### Dataset entries
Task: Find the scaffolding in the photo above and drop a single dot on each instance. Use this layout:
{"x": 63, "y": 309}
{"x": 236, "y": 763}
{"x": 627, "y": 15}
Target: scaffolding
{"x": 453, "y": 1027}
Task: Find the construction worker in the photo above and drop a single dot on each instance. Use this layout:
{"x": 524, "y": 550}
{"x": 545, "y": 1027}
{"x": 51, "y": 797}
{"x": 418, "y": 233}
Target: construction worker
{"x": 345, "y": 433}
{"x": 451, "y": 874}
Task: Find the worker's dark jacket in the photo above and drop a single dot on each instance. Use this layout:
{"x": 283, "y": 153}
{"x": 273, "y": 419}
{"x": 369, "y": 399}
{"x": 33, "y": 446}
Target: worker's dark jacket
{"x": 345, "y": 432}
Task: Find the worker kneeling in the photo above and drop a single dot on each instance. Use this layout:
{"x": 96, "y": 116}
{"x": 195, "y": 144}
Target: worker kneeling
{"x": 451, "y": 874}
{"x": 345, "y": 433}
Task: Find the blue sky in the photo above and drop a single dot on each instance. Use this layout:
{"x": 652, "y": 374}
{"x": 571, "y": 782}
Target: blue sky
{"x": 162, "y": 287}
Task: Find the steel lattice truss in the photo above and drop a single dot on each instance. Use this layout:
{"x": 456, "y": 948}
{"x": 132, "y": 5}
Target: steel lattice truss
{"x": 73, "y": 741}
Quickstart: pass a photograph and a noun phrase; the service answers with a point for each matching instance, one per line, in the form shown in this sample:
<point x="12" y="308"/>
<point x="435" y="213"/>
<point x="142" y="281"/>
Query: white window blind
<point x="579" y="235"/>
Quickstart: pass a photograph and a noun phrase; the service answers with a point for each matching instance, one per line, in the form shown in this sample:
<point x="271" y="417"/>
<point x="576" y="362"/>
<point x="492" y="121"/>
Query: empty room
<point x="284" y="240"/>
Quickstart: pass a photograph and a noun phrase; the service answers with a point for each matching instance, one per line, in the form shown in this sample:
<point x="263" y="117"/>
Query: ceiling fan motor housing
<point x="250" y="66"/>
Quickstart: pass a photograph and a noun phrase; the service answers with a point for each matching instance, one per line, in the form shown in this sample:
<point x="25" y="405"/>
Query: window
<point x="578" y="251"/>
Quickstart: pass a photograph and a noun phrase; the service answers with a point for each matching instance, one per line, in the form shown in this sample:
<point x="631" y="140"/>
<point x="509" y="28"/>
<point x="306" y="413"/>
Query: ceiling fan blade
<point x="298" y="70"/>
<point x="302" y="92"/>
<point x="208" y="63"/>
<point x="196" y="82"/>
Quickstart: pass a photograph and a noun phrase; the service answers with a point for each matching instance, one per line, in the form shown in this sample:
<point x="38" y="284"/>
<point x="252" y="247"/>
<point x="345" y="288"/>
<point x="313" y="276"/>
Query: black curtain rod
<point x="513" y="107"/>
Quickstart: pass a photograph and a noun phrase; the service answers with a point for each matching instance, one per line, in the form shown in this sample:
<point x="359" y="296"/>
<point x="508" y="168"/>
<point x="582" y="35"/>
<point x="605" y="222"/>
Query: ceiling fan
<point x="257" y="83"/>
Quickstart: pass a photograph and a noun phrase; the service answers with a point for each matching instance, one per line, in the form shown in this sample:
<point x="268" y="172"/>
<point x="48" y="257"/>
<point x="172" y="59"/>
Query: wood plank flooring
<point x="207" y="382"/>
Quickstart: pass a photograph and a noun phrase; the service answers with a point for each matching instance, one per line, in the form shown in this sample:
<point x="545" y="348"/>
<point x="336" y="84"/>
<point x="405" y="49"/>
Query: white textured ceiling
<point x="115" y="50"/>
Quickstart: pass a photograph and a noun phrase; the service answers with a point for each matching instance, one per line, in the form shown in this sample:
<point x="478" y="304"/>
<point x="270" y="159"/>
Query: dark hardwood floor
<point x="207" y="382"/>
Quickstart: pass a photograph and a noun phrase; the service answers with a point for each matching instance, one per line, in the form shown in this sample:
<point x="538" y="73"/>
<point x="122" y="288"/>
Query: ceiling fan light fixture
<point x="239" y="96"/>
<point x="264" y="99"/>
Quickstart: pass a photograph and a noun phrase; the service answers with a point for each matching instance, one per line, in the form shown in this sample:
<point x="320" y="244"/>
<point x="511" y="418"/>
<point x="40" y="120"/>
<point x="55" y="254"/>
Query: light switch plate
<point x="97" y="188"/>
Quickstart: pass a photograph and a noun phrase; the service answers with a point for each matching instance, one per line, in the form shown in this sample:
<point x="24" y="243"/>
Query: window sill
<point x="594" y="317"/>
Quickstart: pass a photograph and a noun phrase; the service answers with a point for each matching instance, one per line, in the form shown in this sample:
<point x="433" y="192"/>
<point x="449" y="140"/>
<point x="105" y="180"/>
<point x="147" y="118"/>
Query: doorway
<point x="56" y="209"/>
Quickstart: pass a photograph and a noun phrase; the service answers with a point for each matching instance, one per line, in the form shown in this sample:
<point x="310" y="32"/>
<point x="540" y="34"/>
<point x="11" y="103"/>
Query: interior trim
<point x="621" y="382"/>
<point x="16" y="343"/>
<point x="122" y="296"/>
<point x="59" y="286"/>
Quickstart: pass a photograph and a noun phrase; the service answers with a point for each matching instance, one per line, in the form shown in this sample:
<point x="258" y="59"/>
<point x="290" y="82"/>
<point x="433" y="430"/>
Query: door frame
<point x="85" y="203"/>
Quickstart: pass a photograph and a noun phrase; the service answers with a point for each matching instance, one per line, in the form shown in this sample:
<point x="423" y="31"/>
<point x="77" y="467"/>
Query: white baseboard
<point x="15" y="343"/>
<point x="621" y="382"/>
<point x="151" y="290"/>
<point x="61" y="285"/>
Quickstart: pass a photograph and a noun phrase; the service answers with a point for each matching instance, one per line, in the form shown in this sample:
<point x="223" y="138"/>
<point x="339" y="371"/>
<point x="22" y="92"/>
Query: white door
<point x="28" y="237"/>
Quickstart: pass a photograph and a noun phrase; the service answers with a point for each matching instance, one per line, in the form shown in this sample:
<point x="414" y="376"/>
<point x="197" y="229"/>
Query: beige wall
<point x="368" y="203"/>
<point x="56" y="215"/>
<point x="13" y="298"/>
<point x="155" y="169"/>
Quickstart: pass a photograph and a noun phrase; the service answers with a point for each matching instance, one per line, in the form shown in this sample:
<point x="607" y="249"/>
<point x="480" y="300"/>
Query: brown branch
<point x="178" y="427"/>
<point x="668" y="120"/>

### Directions for this task
All of the entries above, written out exactly, make up the reply.

### Answer box
Task: Find the scaffolding in the photo above and drop a single dot on each instance. Use this layout:
{"x": 63, "y": 309}
{"x": 236, "y": 763}
{"x": 627, "y": 15}
Target: scaffolding
{"x": 453, "y": 1027}
Task: Find the construction worker in the photo above and drop a single dot on each instance. Use this layout:
{"x": 524, "y": 550}
{"x": 545, "y": 1027}
{"x": 51, "y": 797}
{"x": 418, "y": 233}
Target: construction worker
{"x": 345, "y": 433}
{"x": 451, "y": 874}
Task: Find the worker's dark jacket in the photo above and drop a single dot on each instance. Use this layout:
{"x": 283, "y": 153}
{"x": 273, "y": 419}
{"x": 369, "y": 399}
{"x": 33, "y": 446}
Target: worker's dark jacket
{"x": 345, "y": 432}
Task: Find the worker kneeling in the photo above and drop a single dot on each instance. Use this layout:
{"x": 96, "y": 116}
{"x": 195, "y": 144}
Target: worker kneeling
{"x": 451, "y": 874}
{"x": 345, "y": 433}
Task: Find the blue sky in the photo above and drop a single dot on each instance. Use this layout:
{"x": 652, "y": 374}
{"x": 571, "y": 782}
Target: blue sky
{"x": 162, "y": 287}
Task: Find the steel lattice truss in the photo above and drop a single dot on each instance. Use this layout:
{"x": 456, "y": 948}
{"x": 132, "y": 5}
Target: steel lattice truss
{"x": 73, "y": 741}
Quickstart: pass a photograph and a noun phrase; the service answers with a point for each matching instance, one per line, in the form shown in this sample:
<point x="12" y="308"/>
<point x="435" y="213"/>
<point x="142" y="281"/>
Query: white window blind
<point x="579" y="235"/>
Quickstart: pass a photograph and a noun phrase; the service answers with a point for each matching instance, one per line, in the form shown in this sample:
<point x="271" y="417"/>
<point x="576" y="362"/>
<point x="492" y="121"/>
Query: empty room
<point x="284" y="240"/>
Quickstart: pass a photograph and a noun phrase; the service answers with a point for each matching instance, one per line, in the form shown in this sample:
<point x="263" y="117"/>
Query: ceiling fan motor housing
<point x="250" y="66"/>
Quickstart: pass a photograph and a noun phrase; the service answers with a point for each matching instance, one per line, in the form shown in this sample:
<point x="25" y="405"/>
Query: window
<point x="578" y="251"/>
Quickstart: pass a photograph and a noun phrase; the service answers with a point for each matching instance, one per line, in the form shown in this sample:
<point x="631" y="140"/>
<point x="509" y="28"/>
<point x="306" y="413"/>
Query: ceiling fan blade
<point x="298" y="70"/>
<point x="302" y="92"/>
<point x="208" y="63"/>
<point x="196" y="82"/>
Quickstart: pass a photograph and a noun phrase; the service answers with a point for each matching instance, one per line, in the form shown in this sample:
<point x="38" y="284"/>
<point x="252" y="247"/>
<point x="345" y="288"/>
<point x="313" y="276"/>
Query: black curtain rod
<point x="513" y="107"/>
Quickstart: pass a photograph and a noun phrase; the service answers with a point for each matching instance, one per line, in the form shown in this sample:
<point x="359" y="296"/>
<point x="508" y="168"/>
<point x="582" y="35"/>
<point x="605" y="222"/>
Query: ceiling fan
<point x="257" y="83"/>
Quickstart: pass a photograph and a noun phrase; the service answers with a point for each matching instance, one per line, in the form shown in this sample:
<point x="268" y="172"/>
<point x="48" y="257"/>
<point x="172" y="59"/>
Query: wood plank flooring
<point x="207" y="382"/>
Quickstart: pass a photograph and a noun phrase; the service answers with a point for each matching instance, one per line, in the form shown in this sample:
<point x="545" y="348"/>
<point x="336" y="84"/>
<point x="405" y="49"/>
Query: white textured ceiling
<point x="115" y="50"/>
Quickstart: pass a photograph and a noun phrase; the service answers with a point for each matching instance, one per line, in the form shown in this sample:
<point x="478" y="304"/>
<point x="270" y="159"/>
Query: dark hardwood floor
<point x="207" y="382"/>
Quickstart: pass a photograph and a noun phrase; the service answers with a point for each matching instance, one per line, in the form shown in this sample:
<point x="538" y="73"/>
<point x="122" y="288"/>
Query: ceiling fan light fixture
<point x="239" y="96"/>
<point x="264" y="99"/>
Quickstart: pass a photograph and a noun phrase; the service answers with a point for each matching instance, one per line, in the form shown in this sample:
<point x="320" y="244"/>
<point x="511" y="418"/>
<point x="40" y="120"/>
<point x="55" y="254"/>
Query: light switch plate
<point x="97" y="188"/>
Quickstart: pass a photograph and a noun phrase; the service answers with a point for each matching instance, one per line, in the form shown in this sample:
<point x="24" y="243"/>
Query: window sill
<point x="594" y="317"/>
Quickstart: pass a photograph and a noun phrase; the service answers with a point for each matching instance, one per line, in the form shown in this sample:
<point x="433" y="192"/>
<point x="449" y="140"/>
<point x="105" y="180"/>
<point x="147" y="118"/>
Query: doorway
<point x="56" y="209"/>
Quickstart: pass a photograph and a noun phrase; the service answers with a point for each matching instance, one per line, in the form shown in this sample:
<point x="310" y="32"/>
<point x="540" y="34"/>
<point x="11" y="103"/>
Query: interior trim
<point x="621" y="382"/>
<point x="16" y="343"/>
<point x="122" y="296"/>
<point x="59" y="286"/>
Quickstart: pass a photograph and a noun phrase; the service answers with a point for each matching instance, one per line, in the form shown in this sample:
<point x="258" y="59"/>
<point x="290" y="82"/>
<point x="433" y="430"/>
Query: door frame
<point x="85" y="203"/>
Quickstart: pass a photograph and a noun phrase; the service answers with a point for each matching instance, one per line, in the form shown in this sample:
<point x="423" y="31"/>
<point x="77" y="467"/>
Query: white baseboard
<point x="15" y="343"/>
<point x="621" y="382"/>
<point x="151" y="290"/>
<point x="61" y="285"/>
Quickstart: pass a photograph and a noun phrase; the service answers with a point for each matching instance, one per line, in the form shown in this sample:
<point x="223" y="138"/>
<point x="339" y="371"/>
<point x="22" y="92"/>
Query: white door
<point x="28" y="237"/>
Quickstart: pass a photograph and a noun phrase; the service answers with a point for each matching instance, one per line, in the form shown in this sample:
<point x="414" y="376"/>
<point x="197" y="229"/>
Query: beige wall
<point x="368" y="203"/>
<point x="56" y="215"/>
<point x="13" y="298"/>
<point x="155" y="169"/>
Quickstart: pass a photograph and a noun phrase; the service answers with a point for each matching instance, one per line, in the form shown in this sample:
<point x="607" y="249"/>
<point x="480" y="300"/>
Query: brown branch
<point x="178" y="427"/>
<point x="668" y="120"/>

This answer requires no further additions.